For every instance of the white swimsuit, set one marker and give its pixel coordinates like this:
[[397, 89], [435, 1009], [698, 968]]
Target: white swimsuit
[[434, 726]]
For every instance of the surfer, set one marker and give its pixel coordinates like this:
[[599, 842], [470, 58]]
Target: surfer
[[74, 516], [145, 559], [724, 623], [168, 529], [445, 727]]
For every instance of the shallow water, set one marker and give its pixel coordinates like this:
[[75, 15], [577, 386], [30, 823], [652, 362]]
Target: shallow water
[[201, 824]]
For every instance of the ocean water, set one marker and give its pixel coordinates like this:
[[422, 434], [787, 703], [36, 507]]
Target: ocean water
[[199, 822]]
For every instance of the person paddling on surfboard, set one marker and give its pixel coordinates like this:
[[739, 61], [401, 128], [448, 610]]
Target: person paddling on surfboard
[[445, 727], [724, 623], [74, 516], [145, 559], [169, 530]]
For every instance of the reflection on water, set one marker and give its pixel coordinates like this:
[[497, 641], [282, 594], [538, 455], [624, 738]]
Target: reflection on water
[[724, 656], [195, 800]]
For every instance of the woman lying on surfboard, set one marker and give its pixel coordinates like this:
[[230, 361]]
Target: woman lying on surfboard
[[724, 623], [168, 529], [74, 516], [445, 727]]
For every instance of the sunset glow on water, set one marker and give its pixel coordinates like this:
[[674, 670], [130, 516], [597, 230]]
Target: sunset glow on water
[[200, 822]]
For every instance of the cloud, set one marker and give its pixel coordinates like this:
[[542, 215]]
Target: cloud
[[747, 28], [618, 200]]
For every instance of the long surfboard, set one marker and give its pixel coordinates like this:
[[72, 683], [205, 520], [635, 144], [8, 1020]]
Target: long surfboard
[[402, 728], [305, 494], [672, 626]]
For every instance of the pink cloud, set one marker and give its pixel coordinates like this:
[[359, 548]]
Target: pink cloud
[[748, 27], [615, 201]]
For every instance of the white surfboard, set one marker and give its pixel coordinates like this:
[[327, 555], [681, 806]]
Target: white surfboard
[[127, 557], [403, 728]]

- [Required task]: Rewrite the listing above with every "set one marker" changed to "place one point" and every other part left as it is.

- [Completed exercise]:
For every instance of the white swimsuit, place one point and give its pixel coordinates like this:
[[397, 89], [435, 1009], [698, 968]]
Target: white swimsuit
[[434, 726]]
For every instance of the surfer, place one point and give its pixel coordinates like this:
[[599, 842], [470, 58]]
Target: surfer
[[74, 516], [145, 559], [724, 623], [168, 529], [445, 727]]
For every instance of the shallow water, place one point and give its pixel coordinates like this:
[[75, 15], [577, 386], [30, 823], [652, 362]]
Target: shallow water
[[201, 824]]
For every instance of the ocean water, place one point and give its pixel coordinates like this:
[[422, 434], [787, 703], [36, 507]]
Target: ocean water
[[199, 822]]
For every instance of the person paddling on surfboard, place one point and give its pixel coordinates like this:
[[739, 61], [401, 128], [448, 610]]
Target: person paddling on surfboard
[[445, 727], [724, 623], [74, 516], [145, 559], [169, 530]]
For every instance of the reflection on water, place one point and give its pixel coordinates like this:
[[497, 641], [282, 594], [538, 455], [624, 738]]
Target: reflection on water
[[724, 656], [195, 800]]
For every instance of the woman lying on surfboard, place one point and give its pixel coordinates like this:
[[230, 361]]
Target: woman lying on surfboard
[[724, 623], [168, 529], [74, 516], [445, 727]]
For every instance of the sunset glow on water, place one point and give its pixel coordinates like this:
[[674, 670], [130, 516], [597, 230]]
Target: sunset glow on water
[[200, 822]]
For every instance of the cloud, place one point and give its pixel coordinates like this:
[[542, 215]]
Target: cloud
[[747, 28], [618, 200]]
For every instance of the long surfboard, place one point and give its pixel coordinates like this:
[[72, 683], [205, 520], [635, 144], [8, 1020]]
Target: long surfboard
[[402, 728], [305, 494], [672, 626]]
For every instance of the pink cloud, place one point and give its pixel coordinates like this:
[[359, 548]]
Target: pink cloud
[[748, 27], [615, 201]]
For every instance of the white surfboard, place one point and give its pixel coordinates like this:
[[327, 555], [681, 806]]
Target: white surfboard
[[127, 557], [403, 728]]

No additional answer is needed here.